**Document source:**
Les animaux du Cambrien montrent leurs muscles

Représentation artistique de cnidaires primitifs
Actualité / Publication
 

Publication du LGL-TPE dans la revue eLife le 31 janvier 2022. Communication du CNRS-INSU du 11 février 2022.

Les premiers animaux apparaissent au cours de la transition Précambrien-Cambrien et se diversifient rapidement au début du Cambrien (env. 540-520 Ma) donnant naissance aux grandes lignées actuelles (ex : les arthropodes). Des fossiles à préservation exceptionnelle (Chine, Canada, Australie, Groenland) nous permettent de reconstituer leur anatomie. Mais que sait-on exactement des autres aspects de leur biologie tels que leurs comportements et leur capacité à se déplacer dans leur environnement ?

La locomotion des animaux actuels est générée par des fibres d’actine et de myosine dont la contraction est régulée par un neurotransmetteur. Nous avons pu mettre en évidence des fibres musculaires chez des cnidaires vieux de 535 millions d’années, découverts en Chine dans la Province de Shaanxi. Il s’agit des lointains ancêtres des méduses actuelles dont les structures corporelles ont été parfaitement conservées grâce à la minéralisation de leurs tissus en phosphate de calcium, juste après leur mort. Ces fossiles montrent un réseau de fibres concentriques très semblable à celui des méduses actuelles comme le confirment les études comparatives réalisées par Lucas Leclère (Laboratoire de Biologie du Développement à l’Institut de la Mer de Villefranche-sur-mer, co-auteur de l’article). Ces fibres seraient ainsi formées de cellules myoépithéliales. Toutefois leur rôle n’était pas de propulser l’animal à travers la colonne d’eau comme chez les méduses actuelles mais plutôt de produire des contractions permettant la capture de nourriture. Il s’agit du plus ancien système musculaire connu chez les animaux.

**Exploration du contenu:**
• a. Recopiez fidèlement le passage du texte sur les muscles des animaux du Cambrien qui commence aux mots « Publication du LGL-TPE » et s'arrête après « leur environnement ? ».
• b. Prolongez le texte sur les muscles des animaux du Cambrien au-delà de sa dernière phrase.
Les enregistrements n'ont aucun lien avec le texte sur les muscles des animaux du Cambrien.

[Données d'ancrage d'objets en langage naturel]
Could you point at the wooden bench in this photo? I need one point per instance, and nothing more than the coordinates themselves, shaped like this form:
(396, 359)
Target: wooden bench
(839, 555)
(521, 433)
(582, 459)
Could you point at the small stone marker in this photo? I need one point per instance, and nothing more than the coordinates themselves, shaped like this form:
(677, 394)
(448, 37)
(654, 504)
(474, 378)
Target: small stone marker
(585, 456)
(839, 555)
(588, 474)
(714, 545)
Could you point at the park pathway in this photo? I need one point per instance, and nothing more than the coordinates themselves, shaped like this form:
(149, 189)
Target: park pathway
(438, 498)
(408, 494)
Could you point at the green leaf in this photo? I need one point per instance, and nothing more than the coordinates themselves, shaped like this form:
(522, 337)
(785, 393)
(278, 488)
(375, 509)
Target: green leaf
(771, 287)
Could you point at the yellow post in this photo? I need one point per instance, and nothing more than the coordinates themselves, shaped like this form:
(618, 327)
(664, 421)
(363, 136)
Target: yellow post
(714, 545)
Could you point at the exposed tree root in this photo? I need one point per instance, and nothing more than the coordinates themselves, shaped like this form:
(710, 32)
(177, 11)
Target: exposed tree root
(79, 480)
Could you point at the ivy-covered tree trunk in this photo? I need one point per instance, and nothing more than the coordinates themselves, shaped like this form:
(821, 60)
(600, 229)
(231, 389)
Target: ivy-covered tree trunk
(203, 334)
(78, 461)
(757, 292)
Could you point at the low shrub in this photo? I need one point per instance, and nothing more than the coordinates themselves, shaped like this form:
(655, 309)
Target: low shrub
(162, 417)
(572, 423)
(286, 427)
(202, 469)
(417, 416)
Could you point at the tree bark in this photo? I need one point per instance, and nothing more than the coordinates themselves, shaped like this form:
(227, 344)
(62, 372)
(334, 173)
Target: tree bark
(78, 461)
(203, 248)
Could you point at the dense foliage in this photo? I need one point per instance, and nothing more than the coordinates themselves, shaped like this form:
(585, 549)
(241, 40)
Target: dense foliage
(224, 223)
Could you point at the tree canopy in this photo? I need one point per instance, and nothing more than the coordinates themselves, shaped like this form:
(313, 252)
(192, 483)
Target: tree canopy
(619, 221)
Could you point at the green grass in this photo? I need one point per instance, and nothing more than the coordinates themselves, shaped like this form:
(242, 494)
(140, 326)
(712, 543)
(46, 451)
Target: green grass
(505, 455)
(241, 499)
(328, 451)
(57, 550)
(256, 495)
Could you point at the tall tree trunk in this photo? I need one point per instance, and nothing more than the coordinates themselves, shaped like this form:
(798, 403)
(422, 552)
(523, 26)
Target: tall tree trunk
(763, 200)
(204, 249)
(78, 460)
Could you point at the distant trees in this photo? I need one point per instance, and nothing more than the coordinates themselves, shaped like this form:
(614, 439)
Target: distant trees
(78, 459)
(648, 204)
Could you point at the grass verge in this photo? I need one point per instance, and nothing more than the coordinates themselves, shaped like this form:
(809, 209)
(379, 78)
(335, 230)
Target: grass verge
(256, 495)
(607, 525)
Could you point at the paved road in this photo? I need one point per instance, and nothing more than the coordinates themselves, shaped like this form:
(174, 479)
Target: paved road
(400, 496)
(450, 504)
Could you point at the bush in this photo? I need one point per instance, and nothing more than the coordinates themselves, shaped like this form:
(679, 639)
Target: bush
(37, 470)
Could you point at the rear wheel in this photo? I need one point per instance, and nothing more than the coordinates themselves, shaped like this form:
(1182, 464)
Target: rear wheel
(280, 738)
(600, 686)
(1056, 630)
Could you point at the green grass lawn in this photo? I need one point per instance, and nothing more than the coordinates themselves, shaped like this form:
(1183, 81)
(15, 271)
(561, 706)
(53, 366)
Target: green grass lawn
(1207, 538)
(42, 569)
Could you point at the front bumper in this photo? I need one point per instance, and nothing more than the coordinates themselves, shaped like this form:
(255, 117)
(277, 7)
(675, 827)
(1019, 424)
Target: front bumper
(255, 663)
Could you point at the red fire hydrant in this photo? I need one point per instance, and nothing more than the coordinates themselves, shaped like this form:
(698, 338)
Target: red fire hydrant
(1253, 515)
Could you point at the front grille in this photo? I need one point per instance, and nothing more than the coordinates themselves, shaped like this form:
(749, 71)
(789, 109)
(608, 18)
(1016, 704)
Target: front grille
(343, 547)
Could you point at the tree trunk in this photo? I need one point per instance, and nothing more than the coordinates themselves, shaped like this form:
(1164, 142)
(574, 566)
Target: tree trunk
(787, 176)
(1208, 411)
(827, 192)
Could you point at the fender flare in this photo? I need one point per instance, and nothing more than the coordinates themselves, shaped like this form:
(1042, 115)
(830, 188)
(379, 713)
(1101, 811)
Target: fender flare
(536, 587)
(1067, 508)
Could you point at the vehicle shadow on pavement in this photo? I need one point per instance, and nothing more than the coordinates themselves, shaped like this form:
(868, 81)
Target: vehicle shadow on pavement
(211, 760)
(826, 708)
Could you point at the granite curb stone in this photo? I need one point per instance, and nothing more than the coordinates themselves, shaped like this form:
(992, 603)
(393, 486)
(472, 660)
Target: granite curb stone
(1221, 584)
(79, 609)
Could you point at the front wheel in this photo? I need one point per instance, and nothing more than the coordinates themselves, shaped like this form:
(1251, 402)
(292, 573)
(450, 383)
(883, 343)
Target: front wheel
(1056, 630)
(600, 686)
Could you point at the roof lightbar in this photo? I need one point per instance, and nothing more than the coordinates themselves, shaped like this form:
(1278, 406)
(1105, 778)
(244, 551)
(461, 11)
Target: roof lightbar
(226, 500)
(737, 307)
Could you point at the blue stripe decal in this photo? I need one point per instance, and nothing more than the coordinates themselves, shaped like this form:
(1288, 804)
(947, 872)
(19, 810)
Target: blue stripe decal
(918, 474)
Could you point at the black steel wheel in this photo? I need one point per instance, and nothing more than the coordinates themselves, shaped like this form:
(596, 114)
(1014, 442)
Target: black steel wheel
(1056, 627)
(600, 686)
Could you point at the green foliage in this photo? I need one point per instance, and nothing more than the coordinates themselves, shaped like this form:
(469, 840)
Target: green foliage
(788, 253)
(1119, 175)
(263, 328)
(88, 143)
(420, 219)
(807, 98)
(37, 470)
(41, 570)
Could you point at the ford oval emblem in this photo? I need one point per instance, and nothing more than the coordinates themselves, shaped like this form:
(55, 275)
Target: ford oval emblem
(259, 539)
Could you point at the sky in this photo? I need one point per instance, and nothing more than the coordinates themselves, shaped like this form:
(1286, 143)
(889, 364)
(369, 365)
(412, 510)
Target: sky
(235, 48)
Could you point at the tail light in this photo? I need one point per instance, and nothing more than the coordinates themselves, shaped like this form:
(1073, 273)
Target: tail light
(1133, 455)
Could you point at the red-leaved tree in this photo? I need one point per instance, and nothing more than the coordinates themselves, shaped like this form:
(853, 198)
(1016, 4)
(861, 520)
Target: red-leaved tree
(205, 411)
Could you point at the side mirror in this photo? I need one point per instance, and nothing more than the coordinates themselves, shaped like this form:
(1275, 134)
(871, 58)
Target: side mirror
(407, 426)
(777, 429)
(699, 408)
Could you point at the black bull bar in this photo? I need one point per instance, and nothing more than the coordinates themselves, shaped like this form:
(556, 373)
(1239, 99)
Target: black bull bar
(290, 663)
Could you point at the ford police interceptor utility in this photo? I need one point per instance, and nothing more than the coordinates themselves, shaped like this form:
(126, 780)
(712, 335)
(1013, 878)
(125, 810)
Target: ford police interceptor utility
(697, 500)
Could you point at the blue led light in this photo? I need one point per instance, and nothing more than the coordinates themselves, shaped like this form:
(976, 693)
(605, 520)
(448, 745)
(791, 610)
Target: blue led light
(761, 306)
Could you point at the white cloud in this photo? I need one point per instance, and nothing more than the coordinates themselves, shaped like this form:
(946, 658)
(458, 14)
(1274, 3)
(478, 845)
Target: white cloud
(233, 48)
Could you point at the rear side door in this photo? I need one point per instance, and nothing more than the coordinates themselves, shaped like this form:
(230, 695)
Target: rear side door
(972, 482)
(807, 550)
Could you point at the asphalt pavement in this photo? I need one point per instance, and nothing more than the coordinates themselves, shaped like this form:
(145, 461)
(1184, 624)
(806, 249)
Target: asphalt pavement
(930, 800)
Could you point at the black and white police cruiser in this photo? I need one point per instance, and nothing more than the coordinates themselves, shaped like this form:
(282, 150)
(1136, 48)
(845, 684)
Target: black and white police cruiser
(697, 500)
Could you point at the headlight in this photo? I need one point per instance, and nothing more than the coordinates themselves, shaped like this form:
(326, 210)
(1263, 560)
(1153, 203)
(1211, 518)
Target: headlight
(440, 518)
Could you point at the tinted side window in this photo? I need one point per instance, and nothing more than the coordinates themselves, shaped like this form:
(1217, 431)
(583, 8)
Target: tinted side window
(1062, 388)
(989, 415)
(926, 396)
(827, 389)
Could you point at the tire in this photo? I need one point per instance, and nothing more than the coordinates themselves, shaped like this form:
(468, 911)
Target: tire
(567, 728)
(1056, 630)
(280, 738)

**Réponses par point:**
• a.
Publication du LGL-TPE dans la revue eLife le 31 janvier 2022. Communication du CNRS-INSU du 11 février 2022.

Les premiers animaux apparaissent au cours de la transition Précambrien-Cambrien et se diversifient rapidement au début du Cambrien (env. 540-520 Ma) donnant naissance aux grandes lignées actuelles (ex : les arthropodes). Des fossiles à préservation exceptionnelle (Chine, Canada, Australie, Groenland) nous permettent de reconstituer leur anatomie. Mais que sait-on exactement des autres aspects de leur biologie tels que leurs comportements et leur capacité à se déplacer dans leur environnement ?

• b.
En parallèle, nous nous sommes intéressés aux muscles présents chez d’autres animaux du Cambrien, notamment certains vers et les précurseurs des arthropodes, les lobopodiens. Leur système musculaire était fondamentalement différent de celui des méduses et principalement constitué de fibres circulaires et longitudinales tapissant le corps de l’animal.  Ces muscles exerçaient une pression sur le fluide interne de l’organisme, à l’image d’un ballon de baudruche rempli d’eau que l’on pincerait. Ils permettaient à l’animal de se mouvoir et notamment de fouir le sédiment. Ce système locomoteur est très différent de celui des arthropodes qui apparaissent plus tard au Cambrien dont les muscles relient les éléments articulés de leur squelette externe.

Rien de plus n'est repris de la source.